◆ What to work on ◆
In the entries below, the lines from the one with "--target white van" through the one with "--target pedestrian in background" are to be copied exactly; both ends count.

═════ Source records

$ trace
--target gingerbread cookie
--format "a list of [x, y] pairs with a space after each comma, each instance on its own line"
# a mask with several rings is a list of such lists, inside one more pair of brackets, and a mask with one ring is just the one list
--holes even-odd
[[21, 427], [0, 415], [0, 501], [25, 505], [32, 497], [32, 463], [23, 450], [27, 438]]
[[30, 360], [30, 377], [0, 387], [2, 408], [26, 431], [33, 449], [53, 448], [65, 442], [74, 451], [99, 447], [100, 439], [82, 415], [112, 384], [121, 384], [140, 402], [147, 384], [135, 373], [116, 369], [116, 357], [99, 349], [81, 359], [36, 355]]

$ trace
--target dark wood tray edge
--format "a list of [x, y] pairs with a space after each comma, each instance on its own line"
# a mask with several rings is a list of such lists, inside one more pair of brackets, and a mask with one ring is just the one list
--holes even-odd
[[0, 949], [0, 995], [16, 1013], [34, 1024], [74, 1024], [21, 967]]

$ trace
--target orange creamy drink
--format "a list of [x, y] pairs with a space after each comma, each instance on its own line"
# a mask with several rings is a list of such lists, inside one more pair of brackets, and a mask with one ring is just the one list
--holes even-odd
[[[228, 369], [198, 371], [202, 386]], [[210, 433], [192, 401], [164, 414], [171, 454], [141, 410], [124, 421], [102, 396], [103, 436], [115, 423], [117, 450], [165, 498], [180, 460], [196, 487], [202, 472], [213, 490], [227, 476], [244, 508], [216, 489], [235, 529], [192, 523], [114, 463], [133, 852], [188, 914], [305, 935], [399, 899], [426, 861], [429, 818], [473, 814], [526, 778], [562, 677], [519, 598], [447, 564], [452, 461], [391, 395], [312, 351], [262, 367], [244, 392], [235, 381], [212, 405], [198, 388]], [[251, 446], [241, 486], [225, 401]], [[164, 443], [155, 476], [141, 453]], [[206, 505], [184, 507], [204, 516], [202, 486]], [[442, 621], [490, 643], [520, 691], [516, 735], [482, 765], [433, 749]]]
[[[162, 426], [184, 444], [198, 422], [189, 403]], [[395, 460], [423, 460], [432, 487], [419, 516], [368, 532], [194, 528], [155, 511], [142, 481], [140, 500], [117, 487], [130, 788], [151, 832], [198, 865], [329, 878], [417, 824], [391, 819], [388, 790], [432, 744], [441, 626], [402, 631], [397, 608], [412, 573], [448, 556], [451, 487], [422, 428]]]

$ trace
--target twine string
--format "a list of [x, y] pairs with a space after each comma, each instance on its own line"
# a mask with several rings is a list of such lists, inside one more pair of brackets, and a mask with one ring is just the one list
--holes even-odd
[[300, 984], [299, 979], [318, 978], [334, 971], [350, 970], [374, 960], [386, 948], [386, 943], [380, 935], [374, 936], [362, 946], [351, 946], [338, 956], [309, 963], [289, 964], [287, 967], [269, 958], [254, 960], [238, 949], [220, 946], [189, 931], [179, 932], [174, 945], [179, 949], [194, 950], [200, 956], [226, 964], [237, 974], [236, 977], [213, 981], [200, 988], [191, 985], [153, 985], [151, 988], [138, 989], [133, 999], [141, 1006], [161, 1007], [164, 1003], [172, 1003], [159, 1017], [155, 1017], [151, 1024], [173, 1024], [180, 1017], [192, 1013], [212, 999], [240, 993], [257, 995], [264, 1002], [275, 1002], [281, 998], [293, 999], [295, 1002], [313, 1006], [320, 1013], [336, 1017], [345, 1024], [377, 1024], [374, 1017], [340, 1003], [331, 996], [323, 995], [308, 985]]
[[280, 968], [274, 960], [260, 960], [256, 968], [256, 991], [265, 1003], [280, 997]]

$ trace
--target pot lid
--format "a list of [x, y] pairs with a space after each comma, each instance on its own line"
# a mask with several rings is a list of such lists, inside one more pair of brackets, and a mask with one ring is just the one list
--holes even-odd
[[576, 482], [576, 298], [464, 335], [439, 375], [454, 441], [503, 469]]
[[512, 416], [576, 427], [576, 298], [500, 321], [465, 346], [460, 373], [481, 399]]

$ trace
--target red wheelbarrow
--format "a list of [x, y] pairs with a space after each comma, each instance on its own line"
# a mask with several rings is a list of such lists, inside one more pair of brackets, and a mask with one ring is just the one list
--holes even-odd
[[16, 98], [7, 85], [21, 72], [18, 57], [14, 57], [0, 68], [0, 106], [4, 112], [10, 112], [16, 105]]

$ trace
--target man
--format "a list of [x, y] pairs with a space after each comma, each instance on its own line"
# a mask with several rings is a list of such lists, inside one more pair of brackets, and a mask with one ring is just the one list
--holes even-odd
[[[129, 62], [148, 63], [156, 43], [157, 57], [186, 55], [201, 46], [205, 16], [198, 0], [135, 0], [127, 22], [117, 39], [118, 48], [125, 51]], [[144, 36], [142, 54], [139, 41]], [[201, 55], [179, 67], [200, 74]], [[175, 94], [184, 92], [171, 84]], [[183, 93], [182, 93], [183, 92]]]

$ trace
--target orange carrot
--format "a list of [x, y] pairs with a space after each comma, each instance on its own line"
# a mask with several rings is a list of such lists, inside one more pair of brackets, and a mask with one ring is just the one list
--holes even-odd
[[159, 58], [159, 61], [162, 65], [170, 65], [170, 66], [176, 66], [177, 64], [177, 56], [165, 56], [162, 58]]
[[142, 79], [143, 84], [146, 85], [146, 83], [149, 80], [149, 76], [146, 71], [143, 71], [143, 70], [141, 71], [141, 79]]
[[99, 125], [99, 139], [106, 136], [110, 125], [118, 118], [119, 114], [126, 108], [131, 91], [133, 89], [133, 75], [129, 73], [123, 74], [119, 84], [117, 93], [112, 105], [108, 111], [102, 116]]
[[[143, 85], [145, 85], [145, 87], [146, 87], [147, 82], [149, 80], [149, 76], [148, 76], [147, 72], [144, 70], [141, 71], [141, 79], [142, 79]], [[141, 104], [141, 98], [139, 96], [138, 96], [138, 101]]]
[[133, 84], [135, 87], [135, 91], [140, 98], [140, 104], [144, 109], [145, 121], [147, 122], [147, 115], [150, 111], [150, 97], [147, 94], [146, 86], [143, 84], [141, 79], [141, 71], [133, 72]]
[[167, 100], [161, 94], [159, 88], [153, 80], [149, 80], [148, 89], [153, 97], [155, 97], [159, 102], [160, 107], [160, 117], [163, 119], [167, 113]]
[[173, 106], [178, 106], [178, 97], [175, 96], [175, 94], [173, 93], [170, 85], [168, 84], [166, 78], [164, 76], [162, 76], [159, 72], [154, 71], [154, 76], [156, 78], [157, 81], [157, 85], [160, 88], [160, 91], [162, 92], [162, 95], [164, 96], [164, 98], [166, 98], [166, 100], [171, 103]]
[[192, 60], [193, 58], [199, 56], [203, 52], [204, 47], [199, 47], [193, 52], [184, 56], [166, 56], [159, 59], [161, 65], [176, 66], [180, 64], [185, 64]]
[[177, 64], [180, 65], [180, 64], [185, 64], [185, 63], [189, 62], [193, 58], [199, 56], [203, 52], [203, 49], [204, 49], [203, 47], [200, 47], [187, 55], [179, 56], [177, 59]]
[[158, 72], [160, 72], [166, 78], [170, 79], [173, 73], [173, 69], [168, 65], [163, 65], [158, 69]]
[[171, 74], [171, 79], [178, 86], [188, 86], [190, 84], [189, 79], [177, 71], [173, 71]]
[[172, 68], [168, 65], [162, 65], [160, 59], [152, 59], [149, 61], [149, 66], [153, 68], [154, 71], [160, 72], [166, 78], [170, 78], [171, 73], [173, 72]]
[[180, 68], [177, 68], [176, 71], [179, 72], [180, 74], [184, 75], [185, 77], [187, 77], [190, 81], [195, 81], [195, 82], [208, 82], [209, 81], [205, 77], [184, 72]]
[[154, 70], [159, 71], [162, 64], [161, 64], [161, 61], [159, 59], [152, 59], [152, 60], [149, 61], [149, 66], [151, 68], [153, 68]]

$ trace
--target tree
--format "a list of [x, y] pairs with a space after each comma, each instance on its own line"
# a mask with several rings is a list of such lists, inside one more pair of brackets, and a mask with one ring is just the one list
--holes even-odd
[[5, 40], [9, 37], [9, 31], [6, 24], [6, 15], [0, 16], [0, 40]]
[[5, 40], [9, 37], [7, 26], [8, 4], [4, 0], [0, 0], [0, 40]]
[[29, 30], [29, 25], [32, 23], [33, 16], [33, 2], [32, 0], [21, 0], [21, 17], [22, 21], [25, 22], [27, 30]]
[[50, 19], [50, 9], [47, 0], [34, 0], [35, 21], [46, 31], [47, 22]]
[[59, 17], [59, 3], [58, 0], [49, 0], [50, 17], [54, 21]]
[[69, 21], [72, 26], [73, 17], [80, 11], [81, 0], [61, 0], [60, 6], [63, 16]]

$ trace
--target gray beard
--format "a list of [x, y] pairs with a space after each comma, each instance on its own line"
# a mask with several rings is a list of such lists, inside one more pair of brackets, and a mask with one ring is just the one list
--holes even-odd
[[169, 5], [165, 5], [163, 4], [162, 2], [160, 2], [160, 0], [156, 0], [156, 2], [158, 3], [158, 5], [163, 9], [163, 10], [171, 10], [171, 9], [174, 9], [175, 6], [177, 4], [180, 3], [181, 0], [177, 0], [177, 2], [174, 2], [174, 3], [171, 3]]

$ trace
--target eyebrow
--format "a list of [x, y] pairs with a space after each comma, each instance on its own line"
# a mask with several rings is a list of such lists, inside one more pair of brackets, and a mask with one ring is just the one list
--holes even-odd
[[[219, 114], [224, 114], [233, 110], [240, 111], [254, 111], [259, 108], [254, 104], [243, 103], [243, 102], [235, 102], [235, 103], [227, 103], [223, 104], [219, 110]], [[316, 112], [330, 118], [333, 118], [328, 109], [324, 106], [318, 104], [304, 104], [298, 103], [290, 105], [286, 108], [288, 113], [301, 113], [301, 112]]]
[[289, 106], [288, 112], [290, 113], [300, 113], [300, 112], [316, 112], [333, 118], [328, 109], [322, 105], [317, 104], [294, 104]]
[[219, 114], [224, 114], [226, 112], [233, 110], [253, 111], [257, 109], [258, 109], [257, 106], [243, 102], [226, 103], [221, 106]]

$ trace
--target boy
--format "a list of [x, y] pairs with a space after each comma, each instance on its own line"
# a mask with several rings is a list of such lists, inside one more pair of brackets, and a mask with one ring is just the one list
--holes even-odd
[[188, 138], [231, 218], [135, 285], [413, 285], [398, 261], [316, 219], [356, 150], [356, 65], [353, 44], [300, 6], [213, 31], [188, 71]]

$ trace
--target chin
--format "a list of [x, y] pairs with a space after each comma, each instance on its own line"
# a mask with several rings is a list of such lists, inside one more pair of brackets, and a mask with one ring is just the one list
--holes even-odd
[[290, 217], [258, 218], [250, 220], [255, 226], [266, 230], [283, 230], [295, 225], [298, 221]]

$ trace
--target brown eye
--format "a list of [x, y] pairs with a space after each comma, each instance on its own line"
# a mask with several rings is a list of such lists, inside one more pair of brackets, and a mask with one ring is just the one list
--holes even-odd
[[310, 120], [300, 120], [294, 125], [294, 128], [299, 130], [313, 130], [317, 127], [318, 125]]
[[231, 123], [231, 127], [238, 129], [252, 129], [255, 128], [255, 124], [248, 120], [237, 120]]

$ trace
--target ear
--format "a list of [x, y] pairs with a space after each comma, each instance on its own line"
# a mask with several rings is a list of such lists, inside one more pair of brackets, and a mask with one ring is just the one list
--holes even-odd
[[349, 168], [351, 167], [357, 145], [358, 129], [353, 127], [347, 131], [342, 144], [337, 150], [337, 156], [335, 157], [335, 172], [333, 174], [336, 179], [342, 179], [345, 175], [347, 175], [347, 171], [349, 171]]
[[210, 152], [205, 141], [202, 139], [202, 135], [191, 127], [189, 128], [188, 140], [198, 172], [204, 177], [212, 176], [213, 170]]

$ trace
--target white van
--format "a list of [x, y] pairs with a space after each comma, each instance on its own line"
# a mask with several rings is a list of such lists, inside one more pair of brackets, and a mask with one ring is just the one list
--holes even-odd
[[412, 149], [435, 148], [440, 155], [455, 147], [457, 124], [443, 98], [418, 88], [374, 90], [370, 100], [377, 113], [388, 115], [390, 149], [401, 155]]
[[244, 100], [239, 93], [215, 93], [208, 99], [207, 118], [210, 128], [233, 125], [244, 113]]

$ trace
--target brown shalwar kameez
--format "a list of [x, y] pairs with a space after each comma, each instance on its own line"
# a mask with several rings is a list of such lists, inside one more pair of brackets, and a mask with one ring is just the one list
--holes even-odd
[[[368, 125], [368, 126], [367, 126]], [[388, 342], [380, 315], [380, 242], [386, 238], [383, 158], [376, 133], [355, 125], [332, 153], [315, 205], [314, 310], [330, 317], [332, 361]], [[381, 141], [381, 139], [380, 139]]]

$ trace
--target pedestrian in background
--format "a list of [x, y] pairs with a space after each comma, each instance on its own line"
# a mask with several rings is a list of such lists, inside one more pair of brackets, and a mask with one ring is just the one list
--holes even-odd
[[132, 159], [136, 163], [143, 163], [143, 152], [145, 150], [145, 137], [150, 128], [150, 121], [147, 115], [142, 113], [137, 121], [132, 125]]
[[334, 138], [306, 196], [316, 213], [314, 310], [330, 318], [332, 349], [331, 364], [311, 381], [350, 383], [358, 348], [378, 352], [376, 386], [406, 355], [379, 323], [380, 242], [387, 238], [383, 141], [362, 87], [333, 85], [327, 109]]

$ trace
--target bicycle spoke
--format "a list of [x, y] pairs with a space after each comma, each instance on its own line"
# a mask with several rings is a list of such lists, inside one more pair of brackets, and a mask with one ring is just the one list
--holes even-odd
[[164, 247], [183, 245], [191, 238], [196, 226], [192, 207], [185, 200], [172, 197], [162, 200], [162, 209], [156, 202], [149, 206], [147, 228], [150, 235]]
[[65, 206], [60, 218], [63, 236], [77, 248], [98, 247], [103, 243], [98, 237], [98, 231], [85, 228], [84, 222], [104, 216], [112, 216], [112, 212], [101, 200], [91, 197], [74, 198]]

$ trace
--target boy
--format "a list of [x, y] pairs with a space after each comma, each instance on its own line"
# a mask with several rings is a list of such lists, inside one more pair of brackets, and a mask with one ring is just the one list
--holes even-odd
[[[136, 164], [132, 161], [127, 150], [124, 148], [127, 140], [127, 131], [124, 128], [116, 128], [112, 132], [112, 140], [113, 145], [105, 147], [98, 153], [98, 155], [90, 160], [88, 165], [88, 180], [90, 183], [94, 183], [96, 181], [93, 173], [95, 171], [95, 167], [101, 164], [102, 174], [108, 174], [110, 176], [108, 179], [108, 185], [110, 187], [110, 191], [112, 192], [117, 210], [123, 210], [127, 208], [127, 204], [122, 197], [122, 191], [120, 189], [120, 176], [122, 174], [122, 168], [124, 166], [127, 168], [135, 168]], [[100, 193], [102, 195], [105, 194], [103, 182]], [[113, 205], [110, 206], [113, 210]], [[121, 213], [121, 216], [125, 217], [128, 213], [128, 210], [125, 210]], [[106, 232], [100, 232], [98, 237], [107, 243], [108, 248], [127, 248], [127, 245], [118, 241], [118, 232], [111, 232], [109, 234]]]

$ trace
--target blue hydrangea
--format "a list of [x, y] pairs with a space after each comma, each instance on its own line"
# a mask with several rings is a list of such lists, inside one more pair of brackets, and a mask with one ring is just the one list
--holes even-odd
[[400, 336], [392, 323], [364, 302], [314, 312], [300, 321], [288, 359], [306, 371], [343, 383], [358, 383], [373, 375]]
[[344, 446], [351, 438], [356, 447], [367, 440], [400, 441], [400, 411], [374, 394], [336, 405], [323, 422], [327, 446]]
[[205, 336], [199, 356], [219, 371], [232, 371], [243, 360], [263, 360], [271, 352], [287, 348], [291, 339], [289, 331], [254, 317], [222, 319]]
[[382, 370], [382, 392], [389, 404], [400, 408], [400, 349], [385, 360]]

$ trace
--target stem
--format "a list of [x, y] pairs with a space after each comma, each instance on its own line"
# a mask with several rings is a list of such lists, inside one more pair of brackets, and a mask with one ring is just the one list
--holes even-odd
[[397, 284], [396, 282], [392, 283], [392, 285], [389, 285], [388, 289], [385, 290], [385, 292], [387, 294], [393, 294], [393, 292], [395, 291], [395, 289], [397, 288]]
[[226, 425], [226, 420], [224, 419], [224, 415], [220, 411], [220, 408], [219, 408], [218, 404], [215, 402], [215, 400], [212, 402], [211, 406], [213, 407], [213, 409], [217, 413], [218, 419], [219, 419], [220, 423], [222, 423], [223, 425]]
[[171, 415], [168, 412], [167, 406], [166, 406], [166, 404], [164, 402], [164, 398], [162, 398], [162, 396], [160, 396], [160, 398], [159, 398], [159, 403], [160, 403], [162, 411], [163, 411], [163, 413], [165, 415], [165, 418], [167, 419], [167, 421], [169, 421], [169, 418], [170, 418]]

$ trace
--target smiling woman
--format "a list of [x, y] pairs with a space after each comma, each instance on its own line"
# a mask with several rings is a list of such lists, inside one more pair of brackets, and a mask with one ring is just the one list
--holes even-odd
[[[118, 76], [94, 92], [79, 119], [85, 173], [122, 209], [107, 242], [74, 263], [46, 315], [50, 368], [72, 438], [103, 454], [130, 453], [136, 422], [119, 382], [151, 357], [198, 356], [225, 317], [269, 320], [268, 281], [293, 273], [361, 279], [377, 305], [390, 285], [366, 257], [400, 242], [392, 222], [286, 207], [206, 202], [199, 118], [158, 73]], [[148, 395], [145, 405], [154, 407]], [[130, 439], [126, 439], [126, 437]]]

══════════

◆ Result below ◆
--target white van
--format "a list of [x, y] pairs with a space after each comma, each instance on its own line"
# a mask with several rings is a list of such lists, inside one more pair of brackets, and a mask with one ring is just the one list
--holes even-odd
[[412, 149], [435, 148], [440, 155], [455, 147], [457, 124], [443, 98], [418, 88], [374, 90], [370, 100], [377, 113], [388, 115], [390, 149], [401, 155]]
[[244, 100], [239, 93], [215, 93], [208, 99], [207, 118], [210, 128], [233, 125], [244, 113]]

$ trace
--target brown shalwar kameez
--format "a list of [x, y] pairs with a space after each comma, each instance on its own line"
# a mask with several rings is a list of such lists, inside one more pair of brackets, and a mask with one ring is just the one list
--holes even-odd
[[[368, 125], [368, 126], [367, 126]], [[388, 342], [380, 315], [380, 242], [386, 238], [383, 158], [376, 133], [355, 125], [332, 153], [315, 205], [314, 310], [330, 317], [332, 361]], [[381, 141], [381, 139], [380, 139]]]

$ trace
--target pedestrian in background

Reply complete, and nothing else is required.